* [Problem]
Go through all of the records below and change every "test image" to "input image", leaving everything else as it is. Don't include the pictures in your answer.
○ ○ ○ ○ ○
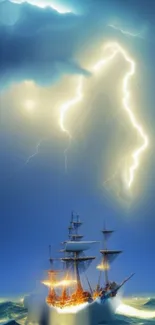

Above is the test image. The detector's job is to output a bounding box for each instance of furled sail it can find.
[100,249,122,264]
[64,241,98,253]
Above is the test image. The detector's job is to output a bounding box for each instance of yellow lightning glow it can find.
[107,24,143,38]
[59,42,148,188]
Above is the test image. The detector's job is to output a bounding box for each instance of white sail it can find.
[64,241,98,252]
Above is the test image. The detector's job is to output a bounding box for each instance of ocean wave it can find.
[144,298,155,309]
[0,298,155,325]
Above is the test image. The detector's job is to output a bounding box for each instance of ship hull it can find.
[27,297,118,325]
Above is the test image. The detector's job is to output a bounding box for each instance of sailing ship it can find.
[42,213,134,310]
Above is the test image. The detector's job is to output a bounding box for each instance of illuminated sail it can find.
[64,241,98,253]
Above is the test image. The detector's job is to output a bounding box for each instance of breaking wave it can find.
[0,298,155,325]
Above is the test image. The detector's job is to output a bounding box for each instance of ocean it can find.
[0,297,155,325]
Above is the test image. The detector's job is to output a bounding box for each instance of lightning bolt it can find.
[25,139,45,165]
[9,0,72,14]
[59,42,148,188]
[107,24,143,38]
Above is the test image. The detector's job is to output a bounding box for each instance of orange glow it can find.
[96,263,110,271]
[42,280,77,288]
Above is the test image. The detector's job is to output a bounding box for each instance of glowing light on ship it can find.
[42,280,77,288]
[59,42,148,188]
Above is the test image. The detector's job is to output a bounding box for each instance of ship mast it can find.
[61,213,96,293]
[98,227,122,285]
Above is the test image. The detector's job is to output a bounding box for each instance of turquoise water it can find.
[0,297,155,325]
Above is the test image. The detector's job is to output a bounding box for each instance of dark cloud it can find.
[0,0,148,88]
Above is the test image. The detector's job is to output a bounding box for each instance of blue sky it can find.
[0,0,155,295]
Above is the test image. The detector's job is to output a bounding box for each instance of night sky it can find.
[0,0,155,296]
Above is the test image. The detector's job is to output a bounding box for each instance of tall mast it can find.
[61,213,95,292]
[97,227,122,285]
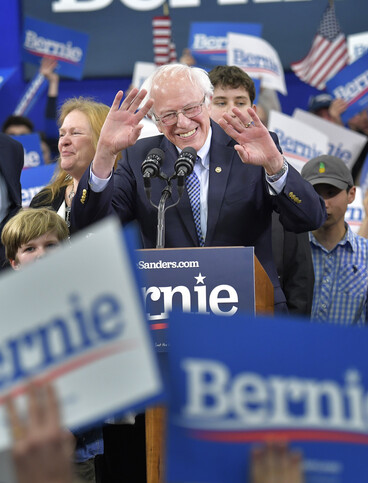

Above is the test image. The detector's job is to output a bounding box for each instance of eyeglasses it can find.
[154,96,206,126]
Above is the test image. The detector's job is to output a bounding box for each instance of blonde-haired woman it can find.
[30,97,120,233]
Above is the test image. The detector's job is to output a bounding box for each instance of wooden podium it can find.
[139,247,274,483]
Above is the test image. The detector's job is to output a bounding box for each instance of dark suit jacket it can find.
[0,133,24,270]
[272,212,314,317]
[71,122,325,304]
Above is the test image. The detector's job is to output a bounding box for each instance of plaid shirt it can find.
[309,226,368,325]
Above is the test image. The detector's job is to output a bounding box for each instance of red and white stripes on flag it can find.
[152,15,176,66]
[290,2,349,89]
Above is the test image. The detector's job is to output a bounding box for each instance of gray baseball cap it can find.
[301,154,354,190]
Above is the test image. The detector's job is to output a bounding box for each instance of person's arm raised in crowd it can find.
[219,107,284,175]
[92,88,153,179]
[6,384,74,483]
[358,190,368,238]
[40,57,59,97]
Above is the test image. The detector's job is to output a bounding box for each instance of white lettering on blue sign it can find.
[275,129,325,160]
[51,0,311,12]
[22,185,44,206]
[24,150,41,168]
[142,284,239,320]
[181,358,368,431]
[191,34,227,52]
[333,70,368,102]
[345,206,363,223]
[327,142,352,164]
[24,30,83,64]
[0,294,124,389]
[234,49,280,75]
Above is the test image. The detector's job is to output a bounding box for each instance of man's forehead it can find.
[151,78,204,109]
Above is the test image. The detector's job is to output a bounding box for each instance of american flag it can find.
[290,1,349,89]
[152,15,176,66]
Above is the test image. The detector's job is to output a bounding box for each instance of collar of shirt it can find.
[309,223,357,253]
[175,126,212,173]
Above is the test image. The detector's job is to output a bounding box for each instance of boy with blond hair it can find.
[1,208,68,270]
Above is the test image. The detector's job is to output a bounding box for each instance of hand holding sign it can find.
○ ○ ○ ○ ○
* [Answer to the task]
Above is the input image. The detector's job is to output a bounding box for each instance of furled sail it can find.
[100,249,122,264]
[64,241,98,253]
Above is the input image. The detector's job is to output a bounding box for each instance of yellow lightning glow it can find.
[107,24,143,38]
[59,42,148,188]
Above is the input image. The detector's job is to output a bounding box for each instance of white sail it can find.
[64,241,98,252]
Above is the input image. The detector's job is to output a bounding box for each instance of ocean wave it can find.
[144,298,155,309]
[0,298,155,325]
Above is the input image. The detector's job is to output a bounding box for each instance of ship hull it can find.
[27,297,118,325]
Above is the input image. The detector's job is to output a bounding box for each instance of sailing ship it can find.
[42,213,134,310]
Above is the input image. The detector's job is to output a bounding box for each instance of illuminated sail it can find.
[64,241,98,253]
Above is the input image. The detector's job is to output a bounding box for each instance of breaking wave it can find.
[0,298,155,325]
Above is the input image. The detector's job is to output a bounding box for each instance of ocean it can find.
[0,297,155,325]
Above is the input image. The detector's job is to output a bounding box for each instance of lightning bolt it can find.
[25,139,45,165]
[9,0,72,14]
[59,42,148,188]
[107,24,143,38]
Above is the input image. The detector's job is to output a bounding box for each instance of orange glow it can find.
[96,263,110,271]
[42,280,77,288]
Above is the input image. The detector's job is to output a bounding box for each instance of glowing light on ship it can find.
[42,280,77,288]
[59,42,148,188]
Above is the input image. The detector's job is to output a bounding box for each instance of ship mast it can find.
[61,213,96,293]
[98,227,122,285]
Above is the input image. The detector's job is to output a bounding box for each instance of turquoise water it can find.
[0,297,155,325]
Above is the input image. The detector's job is to output a bounding box for each instance of dark cloud it can find.
[0,0,148,88]
Above is the input image. The detector's job is to output a bounding box for each instance of blue sky it can find.
[0,0,155,295]
Above is the input image. The detector's job is to output a bounding box for each instance of night sky it can find.
[0,0,155,296]
Above is the input image. The detector's job is to output a bounding box for each instance of tall mast it can find.
[61,213,95,292]
[97,227,122,285]

Above is the input image. The detector's job is to output a bounding box for each instance of eyeglasses it can find.
[154,96,206,126]
Above is the input image. The detector's job is to output a bounding box for each instance of blonde-haired woman it can find.
[30,97,120,233]
Above is the input image. The detector's job is to output a bounding box for each instance of wooden podium it can find.
[139,247,274,483]
Above is the input image. The detector's job is to output a bounding box for each instance of dark suit jacket it can find.
[0,133,24,270]
[272,212,314,317]
[71,122,325,304]
Above is the input image. The detector's job is to output a bounding box for each instance of plaid shirt it can find.
[309,226,368,325]
Above is the input image. The detector's job is to output a bounding box for each instance of red and white stripes on flag it can find.
[152,15,176,66]
[290,2,349,89]
Above is the input image. The detector's job is to output a bounding box for each instance of gray baseball cap it can find.
[301,154,354,190]
Above is the input image. The detector's job is to output a bounding box for each instance of person's arm raised in crowd it can find.
[219,107,284,175]
[92,88,153,179]
[6,384,74,483]
[358,190,368,238]
[40,57,59,97]
Above is the input image. The detector's job is to output a bounding box for each instance of white lettering on blue sign it can find.
[275,129,325,160]
[51,0,311,12]
[22,185,44,206]
[24,150,41,168]
[142,284,239,320]
[181,358,368,431]
[191,34,227,52]
[333,70,368,102]
[345,206,363,223]
[327,142,352,164]
[24,30,83,64]
[0,294,124,389]
[234,49,280,75]
Above is the input image. The detector's job is to output a bounding box for each instance of man's forehead it can find.
[151,78,204,109]
Above is the input image. The detector's job is to output a bounding box for each instance of american flag it can find.
[290,1,349,89]
[152,15,176,66]
Above is the input image. The detector's job is to output a bounding box for each instance of collar of shirt it can find.
[309,223,357,253]
[175,126,212,173]
Above is the input image. The detector's job is to output a bounding box for each instance of boy with blond hair it can find.
[1,208,68,270]
Above is the input image. The detector's job is to output a bounding box for each instance of hand holding sign it can find.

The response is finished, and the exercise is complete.